• Exercise prompt:
Copy out the part of the receivership text that opens with "Just as with" and closes with "is simply false.", substituting "Larry Patrick" for "Mr. Patrick".

Start of Selection

At a subsequent court hearing, an "in camera review", Stolz did indeed attempt to explain why it took time to come up with over a million dollars, but as argued in the Writ, he was not allowed to participate. Judge Bernal authorized Receiver Larry Patrick to accept the offer to purchase the stations. The Writ makes the legal argument that the purpose of a receivership is to satisfy the judgment, and that this case - allowing a receivership to continue after the judgment debtor is able to to pay - is unprecedented.

Stolz and his then-attorney Dariush Adli (Adli Law Group, Los Angeles) were forced to petition the court for permission to deposit the judgment money with the registry of the Court. Judge Bernal granted the request, and:

On November 9, 2020, Ed Stolz deposited $1,301,523.16 in the registry of the District Court, the full amount of the judgment, down to the penny.

So that ended the case right? Wrong. Wait, it gets worse.

Instead of that money being released immediately after November 9, 2020, and given to the judgment creditors, it sat there. Attorney Dr. Adli refused to release it, despite Ed Stolz repeated demands that it be released, and that ASCAP enter a "satisfaction of judgment", which is what the law requires.

Larry Patrick Agrees to Sell Stations 7 Weeks After Stolz Paid the Money

So, seven weeks later, on December 28, 2020, Larry Patrick entered an Asset Purchase Agreement with VCY America to sell the stations for $6 million - pennies on the dollar. Then, on January 13, 2021, Judge Bernal made another judgment against the Defendants, tacking on another $384,124.20 in attorney fees. Stolz wasted no time in paying that one in full, as he deposited another $384,150.00 into the Court registry on February 2, 2021.

It what appears to this author (a legal expert) to be fraud, Larry Patrick signed the Asset Purchase Agreement as "W. Lawrence Patrick, solely in his capacity as court-appointed receiver for Silver State Broadcasting LLC, Golden State Broadcasting LLC, and Major Market Radio LLC." Recall that the appointment order states that Patrick is receiver over the 3 FM stations only, not the business entities. Silver State Broadcasting LLC owns an AM Radio Station K-BET (AM) in Las Vegas, and undisputedly not subject to the receivership.

In any event, since Stolz paid the judgment, the case would be over, right? Now it's over, right? Nope, it gets even worse.

Larry Patrick's Sweetheart Deal to VCY America Inc.

On March 15, 2021, Receiver Larry Patrick entered into a "Local Marketing Agreement" ("LMA") with VCY America to operate all 3 FM radio stations for a mere $5,000 per month. The document refers to Ed Stolz and his business entities as the "Prior Owners", despite them having fully paid the the operative First Amended Judgment on November 9, 2020, and then fully paid the operative Second Amended Judgment on February 2, 2021.

Just as with the Asset Purchase Agreement, Mr. Patrick entered the LMA purporting to be the Receiver over the business entities, which is simply false.

To document why $5,000 / month is such a suspiciously-low price to monetize 3 FM stations , the Writ first notes that $5,000 for 3 stations is an average of $1,667 per station, then compares this LMA to a comparable LMA for San Francisco radio stations:

LMAs for Radio Stations in the San Francisco Bay Area, should easily fetch twenty times that amount, and reasonably forty-eight times that amount.

End of Selection
Start of Provided data

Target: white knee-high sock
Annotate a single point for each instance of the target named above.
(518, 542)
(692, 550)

End of Provided data

• Full response:
Just as with the Asset Purchase Agreement, Larry Patrick entered the LMA purporting to be the Receiver over the business entities, which is simply false.